(Image point grounding data)
****************

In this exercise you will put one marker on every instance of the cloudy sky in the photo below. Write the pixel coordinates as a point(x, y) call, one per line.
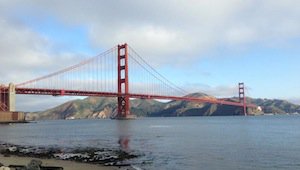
point(207, 45)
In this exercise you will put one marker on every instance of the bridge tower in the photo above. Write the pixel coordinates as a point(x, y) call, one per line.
point(242, 97)
point(123, 85)
point(8, 98)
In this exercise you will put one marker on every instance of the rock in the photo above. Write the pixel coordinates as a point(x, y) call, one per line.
point(13, 149)
point(4, 168)
point(34, 165)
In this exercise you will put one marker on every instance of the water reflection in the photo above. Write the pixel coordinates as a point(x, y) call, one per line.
point(124, 136)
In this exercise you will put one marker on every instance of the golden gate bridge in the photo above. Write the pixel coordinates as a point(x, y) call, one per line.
point(118, 72)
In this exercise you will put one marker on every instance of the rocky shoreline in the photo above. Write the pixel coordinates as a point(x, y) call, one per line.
point(106, 157)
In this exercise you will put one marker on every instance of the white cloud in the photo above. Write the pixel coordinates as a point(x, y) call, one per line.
point(161, 29)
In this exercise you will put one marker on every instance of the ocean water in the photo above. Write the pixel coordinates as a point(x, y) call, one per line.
point(233, 142)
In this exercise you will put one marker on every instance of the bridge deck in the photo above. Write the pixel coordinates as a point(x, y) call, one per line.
point(57, 92)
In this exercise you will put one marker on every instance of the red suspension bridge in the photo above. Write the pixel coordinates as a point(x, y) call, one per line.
point(107, 75)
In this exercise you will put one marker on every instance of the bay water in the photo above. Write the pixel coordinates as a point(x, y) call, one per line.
point(232, 142)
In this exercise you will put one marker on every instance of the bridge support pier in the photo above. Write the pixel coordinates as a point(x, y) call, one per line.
point(8, 98)
point(123, 85)
point(242, 97)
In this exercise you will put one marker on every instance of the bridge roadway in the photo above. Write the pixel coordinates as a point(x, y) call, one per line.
point(57, 92)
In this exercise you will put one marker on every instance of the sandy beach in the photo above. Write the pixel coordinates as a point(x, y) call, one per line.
point(67, 165)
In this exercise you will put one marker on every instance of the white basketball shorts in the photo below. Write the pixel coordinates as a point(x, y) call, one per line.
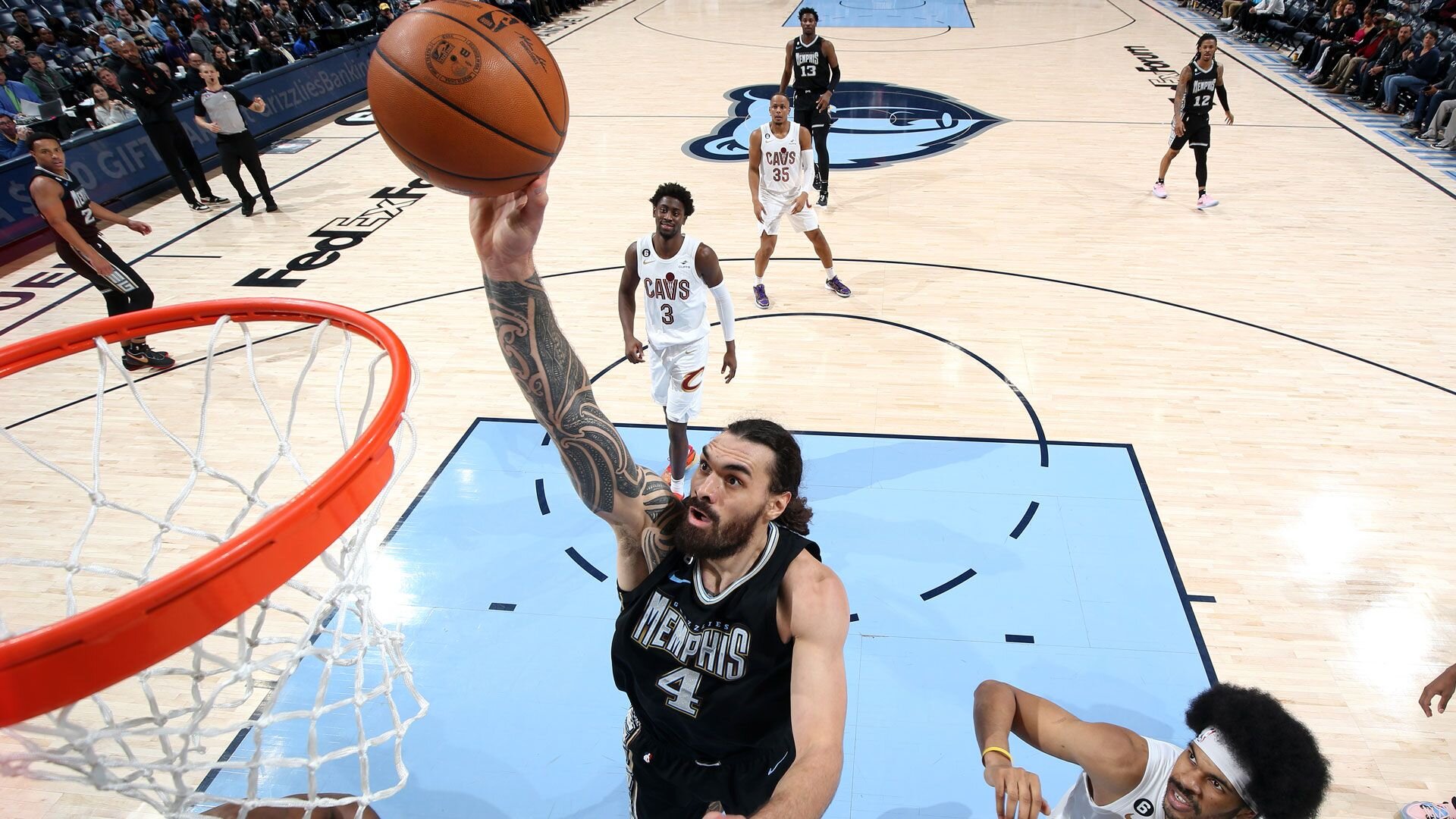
point(677, 378)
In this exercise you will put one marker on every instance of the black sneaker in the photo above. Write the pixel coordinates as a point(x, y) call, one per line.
point(142, 357)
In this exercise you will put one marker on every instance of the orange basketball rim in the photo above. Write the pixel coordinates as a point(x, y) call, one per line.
point(72, 659)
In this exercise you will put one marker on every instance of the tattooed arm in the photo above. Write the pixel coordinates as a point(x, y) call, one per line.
point(634, 500)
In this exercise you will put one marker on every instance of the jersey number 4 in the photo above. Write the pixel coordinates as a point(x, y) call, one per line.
point(682, 689)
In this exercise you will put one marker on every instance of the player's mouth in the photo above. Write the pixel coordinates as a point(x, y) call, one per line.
point(1178, 803)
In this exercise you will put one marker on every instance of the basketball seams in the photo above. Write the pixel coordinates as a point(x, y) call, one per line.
point(447, 172)
point(395, 67)
point(517, 66)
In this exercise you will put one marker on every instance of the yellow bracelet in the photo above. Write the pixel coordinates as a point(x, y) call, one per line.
point(1002, 751)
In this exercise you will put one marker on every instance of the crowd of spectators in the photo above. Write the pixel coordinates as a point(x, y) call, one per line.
point(1392, 55)
point(71, 50)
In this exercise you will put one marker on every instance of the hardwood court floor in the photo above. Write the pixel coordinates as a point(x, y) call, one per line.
point(1280, 363)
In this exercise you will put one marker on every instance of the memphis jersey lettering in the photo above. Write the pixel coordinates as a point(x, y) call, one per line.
point(674, 292)
point(715, 649)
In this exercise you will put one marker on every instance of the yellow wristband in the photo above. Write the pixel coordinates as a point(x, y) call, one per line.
point(1002, 751)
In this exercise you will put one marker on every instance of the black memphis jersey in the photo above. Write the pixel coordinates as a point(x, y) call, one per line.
point(1199, 99)
point(810, 66)
point(710, 673)
point(76, 202)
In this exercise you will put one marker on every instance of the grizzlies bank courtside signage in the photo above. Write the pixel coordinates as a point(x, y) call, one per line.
point(873, 124)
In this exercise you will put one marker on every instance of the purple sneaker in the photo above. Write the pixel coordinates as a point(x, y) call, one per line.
point(761, 297)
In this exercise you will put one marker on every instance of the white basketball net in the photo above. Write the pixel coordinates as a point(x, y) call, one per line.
point(297, 695)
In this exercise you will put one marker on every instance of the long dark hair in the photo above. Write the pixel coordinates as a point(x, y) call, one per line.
point(788, 468)
point(1196, 49)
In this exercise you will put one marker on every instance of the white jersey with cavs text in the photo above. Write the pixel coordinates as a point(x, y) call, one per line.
point(1144, 802)
point(674, 293)
point(780, 174)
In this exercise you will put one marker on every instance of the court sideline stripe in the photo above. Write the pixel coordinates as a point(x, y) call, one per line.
point(1310, 104)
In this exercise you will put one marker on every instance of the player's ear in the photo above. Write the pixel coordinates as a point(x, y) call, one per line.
point(778, 503)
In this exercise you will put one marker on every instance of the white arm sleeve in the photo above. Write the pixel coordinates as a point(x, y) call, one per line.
point(724, 308)
point(807, 168)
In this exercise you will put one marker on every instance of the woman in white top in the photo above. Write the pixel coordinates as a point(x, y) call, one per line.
point(109, 111)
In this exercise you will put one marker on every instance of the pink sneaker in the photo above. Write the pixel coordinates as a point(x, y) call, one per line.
point(1427, 811)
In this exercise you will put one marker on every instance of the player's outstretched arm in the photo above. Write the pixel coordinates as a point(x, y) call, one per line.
point(555, 382)
point(1112, 757)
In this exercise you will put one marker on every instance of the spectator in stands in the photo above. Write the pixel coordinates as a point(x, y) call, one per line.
point(284, 18)
point(1335, 27)
point(383, 18)
point(133, 30)
point(1420, 72)
point(251, 28)
point(1354, 55)
point(175, 49)
point(224, 66)
point(286, 49)
point(73, 28)
point(53, 52)
point(202, 37)
point(25, 30)
point(44, 80)
point(91, 50)
point(109, 111)
point(1443, 126)
point(109, 44)
point(158, 27)
point(12, 93)
point(268, 55)
point(12, 139)
point(109, 82)
point(12, 63)
point(228, 38)
point(108, 15)
point(1432, 99)
point(1254, 19)
point(1389, 60)
point(181, 19)
point(305, 46)
point(193, 82)
point(153, 93)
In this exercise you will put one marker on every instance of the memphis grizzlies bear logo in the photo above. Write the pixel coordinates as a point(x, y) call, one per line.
point(873, 124)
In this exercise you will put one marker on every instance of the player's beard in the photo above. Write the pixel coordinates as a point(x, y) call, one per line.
point(723, 539)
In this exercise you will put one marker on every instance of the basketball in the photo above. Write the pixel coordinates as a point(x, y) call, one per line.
point(468, 96)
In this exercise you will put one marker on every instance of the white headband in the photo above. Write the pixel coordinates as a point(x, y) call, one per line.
point(1218, 752)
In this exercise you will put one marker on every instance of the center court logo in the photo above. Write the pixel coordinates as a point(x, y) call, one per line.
point(874, 124)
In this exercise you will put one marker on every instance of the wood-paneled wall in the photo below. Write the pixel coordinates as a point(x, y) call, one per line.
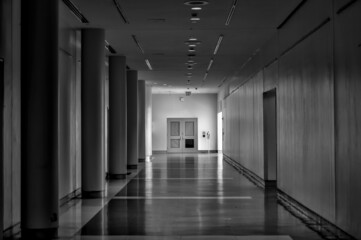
point(317, 76)
point(348, 117)
point(306, 138)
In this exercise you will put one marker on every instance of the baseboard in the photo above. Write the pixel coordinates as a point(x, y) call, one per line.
point(257, 180)
point(311, 219)
point(159, 152)
point(70, 197)
point(12, 231)
point(206, 151)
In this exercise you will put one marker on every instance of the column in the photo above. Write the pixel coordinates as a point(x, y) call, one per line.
point(93, 115)
point(132, 119)
point(148, 121)
point(39, 100)
point(117, 117)
point(141, 120)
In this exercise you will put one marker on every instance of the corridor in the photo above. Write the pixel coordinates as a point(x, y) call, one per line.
point(187, 196)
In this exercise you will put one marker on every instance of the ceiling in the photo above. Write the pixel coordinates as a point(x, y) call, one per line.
point(161, 27)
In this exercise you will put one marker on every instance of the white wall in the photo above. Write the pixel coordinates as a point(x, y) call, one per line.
point(201, 106)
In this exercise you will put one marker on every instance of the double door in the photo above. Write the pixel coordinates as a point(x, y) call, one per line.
point(182, 135)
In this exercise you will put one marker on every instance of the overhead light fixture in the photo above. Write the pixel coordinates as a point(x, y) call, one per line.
point(218, 44)
point(193, 42)
point(231, 12)
point(109, 48)
point(205, 76)
point(148, 64)
point(120, 11)
point(196, 3)
point(210, 65)
point(75, 10)
point(137, 43)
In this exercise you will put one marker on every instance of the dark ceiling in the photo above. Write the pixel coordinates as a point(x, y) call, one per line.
point(162, 26)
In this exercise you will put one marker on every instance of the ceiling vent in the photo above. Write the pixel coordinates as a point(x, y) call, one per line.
point(75, 11)
point(120, 11)
point(196, 3)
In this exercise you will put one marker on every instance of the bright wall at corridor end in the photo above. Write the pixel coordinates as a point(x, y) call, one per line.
point(201, 106)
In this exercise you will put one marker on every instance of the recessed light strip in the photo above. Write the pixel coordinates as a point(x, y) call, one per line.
point(205, 76)
point(218, 44)
point(210, 65)
point(120, 10)
point(148, 64)
point(231, 12)
point(74, 10)
point(137, 43)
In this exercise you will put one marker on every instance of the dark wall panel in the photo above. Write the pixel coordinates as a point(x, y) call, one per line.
point(348, 118)
point(270, 80)
point(306, 127)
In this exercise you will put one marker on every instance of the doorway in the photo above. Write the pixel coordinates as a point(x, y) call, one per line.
point(182, 135)
point(270, 136)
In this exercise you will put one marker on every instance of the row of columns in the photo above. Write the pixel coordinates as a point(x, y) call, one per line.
point(39, 210)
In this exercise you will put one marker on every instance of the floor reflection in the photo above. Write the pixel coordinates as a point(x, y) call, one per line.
point(194, 195)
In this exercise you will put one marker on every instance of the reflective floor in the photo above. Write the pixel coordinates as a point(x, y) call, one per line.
point(193, 196)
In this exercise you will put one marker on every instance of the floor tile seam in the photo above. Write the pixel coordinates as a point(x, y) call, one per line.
point(108, 199)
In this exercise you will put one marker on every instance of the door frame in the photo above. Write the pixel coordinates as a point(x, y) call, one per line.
point(182, 148)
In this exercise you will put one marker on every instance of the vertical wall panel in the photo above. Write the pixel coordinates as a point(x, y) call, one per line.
point(348, 117)
point(258, 149)
point(270, 80)
point(306, 123)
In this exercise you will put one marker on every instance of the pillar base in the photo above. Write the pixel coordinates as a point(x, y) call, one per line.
point(92, 194)
point(113, 176)
point(132, 166)
point(46, 233)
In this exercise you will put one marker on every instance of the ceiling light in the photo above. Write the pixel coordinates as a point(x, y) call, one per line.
point(75, 10)
point(218, 44)
point(137, 43)
point(192, 42)
point(120, 11)
point(196, 3)
point(231, 12)
point(210, 65)
point(148, 64)
point(205, 76)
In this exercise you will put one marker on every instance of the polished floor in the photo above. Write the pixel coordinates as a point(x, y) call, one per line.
point(183, 196)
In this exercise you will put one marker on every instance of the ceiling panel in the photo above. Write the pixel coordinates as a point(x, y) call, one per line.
point(163, 26)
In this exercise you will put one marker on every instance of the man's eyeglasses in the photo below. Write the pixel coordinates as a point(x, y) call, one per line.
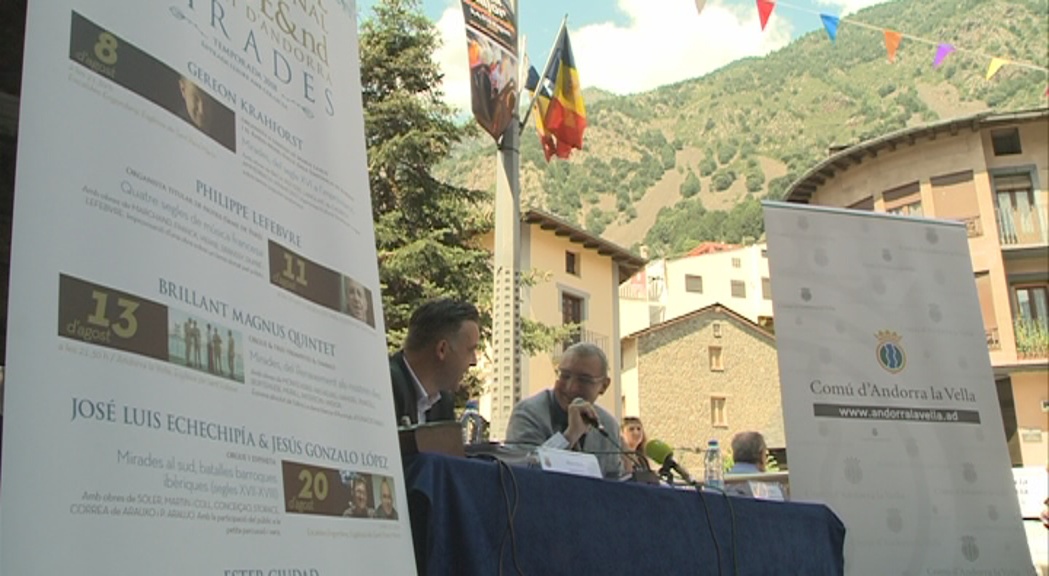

****************

Aim of the exercise
When you reach the line with "of the pillar" in the entries above, start copying, and go on word for word to the last line; skip any picture.

Solution
In this exercise you will put one marker on every instance of the pillar base in the photo above. Write the pixel coordinates as a point(x, y) call, one per line.
point(92, 194)
point(113, 176)
point(132, 166)
point(46, 233)
In this exercise you will put one marker on every instance of the ceiling light in the photo above. Write the pixel coordinates as a point(x, y) call, one per line.
point(75, 10)
point(218, 44)
point(137, 43)
point(192, 42)
point(120, 11)
point(196, 3)
point(231, 12)
point(210, 65)
point(148, 64)
point(205, 76)
In this exercise you will put one marker on every instance of the polished floor in the photo above. Write the pixel coordinates as a point(x, y) call, one per line.
point(183, 196)
In this exercise you will put one marker on every instance of the ceiling panel in the photo above. Write the pixel coordinates as a point(x, y) call, one per line.
point(163, 26)
In this exercise you will put one marker on every instance of the man's eyeglasses in the photo below. Write the pixel coordinates as a point(x, y) call, one per line.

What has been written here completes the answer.